What the exercise asks — Copy out every record precisely.

── Extracted information ──

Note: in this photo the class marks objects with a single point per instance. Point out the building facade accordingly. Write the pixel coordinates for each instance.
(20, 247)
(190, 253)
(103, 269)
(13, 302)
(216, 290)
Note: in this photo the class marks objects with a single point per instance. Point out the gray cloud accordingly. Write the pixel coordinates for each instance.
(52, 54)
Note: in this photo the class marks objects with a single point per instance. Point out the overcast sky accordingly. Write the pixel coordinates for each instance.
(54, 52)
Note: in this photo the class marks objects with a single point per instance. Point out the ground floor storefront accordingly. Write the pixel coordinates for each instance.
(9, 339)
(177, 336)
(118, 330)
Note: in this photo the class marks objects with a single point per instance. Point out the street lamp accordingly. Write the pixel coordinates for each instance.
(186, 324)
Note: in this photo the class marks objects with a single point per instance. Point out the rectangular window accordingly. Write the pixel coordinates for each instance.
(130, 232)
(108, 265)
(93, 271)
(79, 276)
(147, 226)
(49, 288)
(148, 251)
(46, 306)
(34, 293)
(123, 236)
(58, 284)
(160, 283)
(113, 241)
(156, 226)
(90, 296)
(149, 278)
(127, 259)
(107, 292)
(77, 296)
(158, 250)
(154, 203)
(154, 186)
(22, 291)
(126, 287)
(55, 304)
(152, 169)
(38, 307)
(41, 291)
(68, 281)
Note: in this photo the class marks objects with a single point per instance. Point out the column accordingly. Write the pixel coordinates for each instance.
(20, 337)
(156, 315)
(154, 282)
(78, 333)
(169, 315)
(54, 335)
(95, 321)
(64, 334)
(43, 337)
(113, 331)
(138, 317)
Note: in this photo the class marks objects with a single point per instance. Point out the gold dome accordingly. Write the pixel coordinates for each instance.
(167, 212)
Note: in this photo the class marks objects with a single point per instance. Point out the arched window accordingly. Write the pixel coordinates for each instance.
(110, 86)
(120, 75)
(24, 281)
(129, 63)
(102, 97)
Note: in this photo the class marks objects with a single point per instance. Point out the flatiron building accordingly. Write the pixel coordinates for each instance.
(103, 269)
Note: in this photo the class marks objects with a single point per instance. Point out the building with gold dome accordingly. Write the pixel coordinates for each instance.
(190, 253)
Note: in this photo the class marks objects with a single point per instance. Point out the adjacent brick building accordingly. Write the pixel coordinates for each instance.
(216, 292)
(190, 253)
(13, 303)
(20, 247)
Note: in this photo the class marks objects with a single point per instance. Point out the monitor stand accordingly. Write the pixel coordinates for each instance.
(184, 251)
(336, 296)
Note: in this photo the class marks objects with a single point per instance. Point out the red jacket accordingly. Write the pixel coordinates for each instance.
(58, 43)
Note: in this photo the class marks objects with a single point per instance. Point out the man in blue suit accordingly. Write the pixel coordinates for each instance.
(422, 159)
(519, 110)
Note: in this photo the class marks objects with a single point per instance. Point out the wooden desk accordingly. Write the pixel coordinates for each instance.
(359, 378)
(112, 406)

───

Finished exercise —
Note: in this photo the class marks objects with a single point per instance. Point out the building facade accordingly. Write the pixel coordinates for each instance.
(20, 247)
(190, 253)
(103, 269)
(13, 302)
(216, 290)
Note: in this photo the class marks objects with a single point per instance. Point out the gray cloud accordingly. Write the pixel coordinates for each instance.
(52, 54)
Note: in this photo the class marks objects with a single point per instance. Point out the overcast sky accordingly. Write the pixel coordinates for each instance.
(54, 52)
Note: in this photo the class marks objects with a single point per instance. Point out the ground floor storefront accordingly. Write the pixel coordinates for each instance.
(9, 339)
(177, 336)
(118, 330)
Note: in this photo the class marks objects with a single point per instance. Point out the street lamp accordingly. Write the pixel coordinates for each instance.
(186, 324)
Note: in this photo the class marks objects with a single point per instance. Point out the rectangular window accordingly. Write the pixel coordinates for each instance.
(130, 232)
(108, 265)
(93, 271)
(79, 276)
(147, 226)
(49, 288)
(148, 251)
(46, 306)
(34, 293)
(123, 236)
(58, 284)
(160, 283)
(113, 241)
(156, 226)
(90, 296)
(149, 278)
(127, 259)
(107, 292)
(77, 296)
(158, 250)
(154, 203)
(154, 186)
(22, 291)
(126, 287)
(55, 304)
(152, 169)
(38, 307)
(41, 291)
(68, 281)
Note: in this photo the class marks objects with a single point per instance. Point out the column accordingly. Write the pixel coordinates for each instance.
(20, 337)
(156, 315)
(154, 282)
(78, 333)
(169, 315)
(54, 335)
(95, 321)
(64, 334)
(43, 337)
(113, 331)
(138, 317)
Note: in this photo the class marks objects with a single point per instance. Point out the gold dome accordingly. Write the pixel coordinates for each instance.
(167, 212)
Note: in this photo the class marks objects with a single point per instance. Point out the arched window accordingly. Write the pixel coordinates for each instance.
(110, 86)
(120, 75)
(24, 281)
(129, 63)
(102, 97)
Note: in this photo the class marks objects with a single point per instance. Point out the flatiron building accordingly. Write the pixel coordinates for each instance.
(103, 269)
Note: in this photo the class marks objects with a single point per instance. Point out the building with gold dome accordingly. Write the pixel coordinates for each instance.
(190, 253)
Note: in this photo the class marks objects with a single point per instance. Point out the adjacent brick building accordingly. Write the pixel coordinates for each instance.
(216, 292)
(190, 253)
(13, 303)
(20, 247)
Note: in this photo the class marks objects with a single point per instance. Point out the monitor stand accordingly. Write the pixel coordinates for each instance.
(184, 251)
(336, 296)
Note: in this photo the class marks objects with a single point per instance. Point out the red jacket accordingly. Write the pixel coordinates for each instance.
(58, 43)
Note: in this photo the class marks objects with a single point per instance. Point out the man in blue suit accordingly. Write the pixel coordinates for each instance.
(422, 159)
(519, 110)
Note: in this photo the class marks objects with a single point per instance. Point out the wooden desk accordingly. Write the pixel coordinates for each instance.
(359, 378)
(112, 406)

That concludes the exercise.